## Task set
**a.** Answer these questions from the text on ear tubes and tonsillectomy:
(i) How long do most ear tubes stay in place before falling out on their own?
(ii) About what share of children get ear discharge after ear tube insertion?
(iii) Besides bleeding and infection, what discomfort is common after a tonsillectomy?
**b.** In the text on ear tubes and tonsillectomy, rewrite the paragraph beginning "The risks of the procedure include ear discharge" as a short bulleted list that keeps its main facts.

## Supplied passage

== Segment start ==

Ear infections are extremely common in children and nearly every child develops at least one infection by the age of five. These infections are not limited to children and can affect adults as well. Sometimes the ear infections do not resolve and become a chronic problem leading to other issues such as hearing loss or behavior, and speech problems.
If a chronic ear infection is identified, we typically have the patient undergo hearing testing by our Audiology Staff. This helps to identify the presence of any hearing abnormalities.
In these cases, insertion of an ear tube by an otolaryngologist (ear, nose, and throat surgeon) may be considered.
Ear tubes are tiny cylinders, of various specialized materials, placed through the ear drum (tympanic membrane) to allow air into the middle ear. Most tubes stay in place for three months to two years before falling out on their own.
Inserting ear tubes is an outpatient surgical procedure done in the hospital, under a general anesthetic for children and usually in the office for adults. Our patients usually go home the same day and follow up in the office two weeks later.
The primary benefit of ear tubes is reducing the severity and frequency of ear infections. If chronic fluid is present causing a hearing loss, hearing may improve, which is important for learning and speech development in children.
The risks of the procedure include ear discharge in about 1 in 20 children. This is not usually serious or painful and antibiotic medicine or ear drops may be prescribed. Occasionally, the discharge persists and the ear tube needs to be taken out. Rarely, a small hole persists in the eardrum after the ear tube has come out. A small operation can fix this should it occur.
In some cases antibiotics will not resolve chronic tonsil infections in children and adults. In other cases, one may have enlarged tonsils and/or adenoids that can cause loud snoring, upper airway obstruction, and other sleep disorders. The best treatment for these conditions may be removal or reduction of the tonsils and/ or adenoids.
The procedure takes place at one of our hospitals. Most children and adults are able to go home the day of the surgery.
The primary benefit of a tonsillectomy is a reduction in the severity and frequency of tonsil infections. If the operation is being performed for overgrown tonsils and/or adenoids, snoring can be lessened which may lead to better sleeping and breathing. Removal of the adenoids can also improve nasal breathing in some patients.
The risks of a tonsillectomy include bleeding and infection. Throat pain is common after this operation, which will require a prescription for pain medication and a soft food diet during the recovery period. If the adenoids are removed, scarring in the can occur.

== Segment end ==

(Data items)
== Segment start ==

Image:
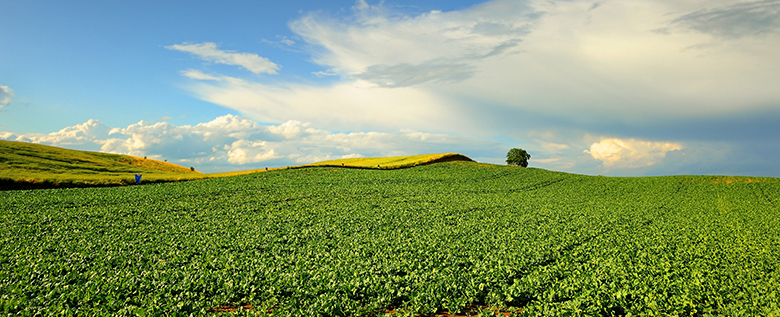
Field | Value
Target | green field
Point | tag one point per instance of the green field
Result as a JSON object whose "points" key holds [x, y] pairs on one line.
{"points": [[451, 236], [25, 165], [34, 166]]}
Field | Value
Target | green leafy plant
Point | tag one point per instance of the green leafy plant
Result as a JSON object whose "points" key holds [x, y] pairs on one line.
{"points": [[517, 157]]}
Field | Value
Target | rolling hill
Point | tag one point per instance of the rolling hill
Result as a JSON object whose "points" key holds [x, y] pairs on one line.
{"points": [[27, 165], [31, 166]]}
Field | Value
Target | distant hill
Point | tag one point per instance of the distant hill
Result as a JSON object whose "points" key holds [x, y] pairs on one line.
{"points": [[30, 166], [26, 165]]}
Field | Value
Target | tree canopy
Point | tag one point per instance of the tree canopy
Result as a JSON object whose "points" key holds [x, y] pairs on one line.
{"points": [[517, 157]]}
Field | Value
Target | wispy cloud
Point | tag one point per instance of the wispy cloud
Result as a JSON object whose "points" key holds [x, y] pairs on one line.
{"points": [[631, 153], [504, 68], [231, 142], [5, 96], [209, 52], [390, 48], [735, 20]]}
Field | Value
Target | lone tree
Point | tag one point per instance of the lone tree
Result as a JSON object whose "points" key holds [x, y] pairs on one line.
{"points": [[517, 157]]}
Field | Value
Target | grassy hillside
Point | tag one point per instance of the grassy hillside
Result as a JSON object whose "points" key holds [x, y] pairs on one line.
{"points": [[392, 162], [447, 237], [26, 165]]}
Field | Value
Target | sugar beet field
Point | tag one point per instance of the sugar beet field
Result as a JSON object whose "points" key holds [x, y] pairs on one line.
{"points": [[448, 237]]}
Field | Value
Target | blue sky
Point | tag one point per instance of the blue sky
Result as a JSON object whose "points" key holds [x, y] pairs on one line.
{"points": [[594, 87]]}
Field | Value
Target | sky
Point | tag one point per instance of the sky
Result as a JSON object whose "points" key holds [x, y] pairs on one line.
{"points": [[616, 88]]}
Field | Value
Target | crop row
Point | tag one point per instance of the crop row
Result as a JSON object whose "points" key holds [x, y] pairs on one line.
{"points": [[443, 237]]}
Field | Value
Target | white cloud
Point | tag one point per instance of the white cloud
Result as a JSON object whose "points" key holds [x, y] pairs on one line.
{"points": [[630, 153], [393, 49], [209, 52], [232, 142], [465, 71], [199, 75], [5, 96]]}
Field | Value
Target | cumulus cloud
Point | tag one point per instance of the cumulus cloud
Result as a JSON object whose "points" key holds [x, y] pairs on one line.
{"points": [[5, 96], [395, 50], [209, 52], [567, 62], [630, 153], [231, 142]]}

== Segment end ==

## Answer section
**a.**
(i) Three months to two years.
(ii) About 1 in 20 children.
(iii) Throat pain.

**b.**
- Ear discharge occurs in about 1 in 20 children. It is usually neither serious nor painful, and antibiotic medicine or ear drops may be prescribed.
- Occasionally the discharge persists, and the ear tube must be taken out.
- Rarely, a small hole remains in the eardrum after the tube comes out. A small operation can fix it.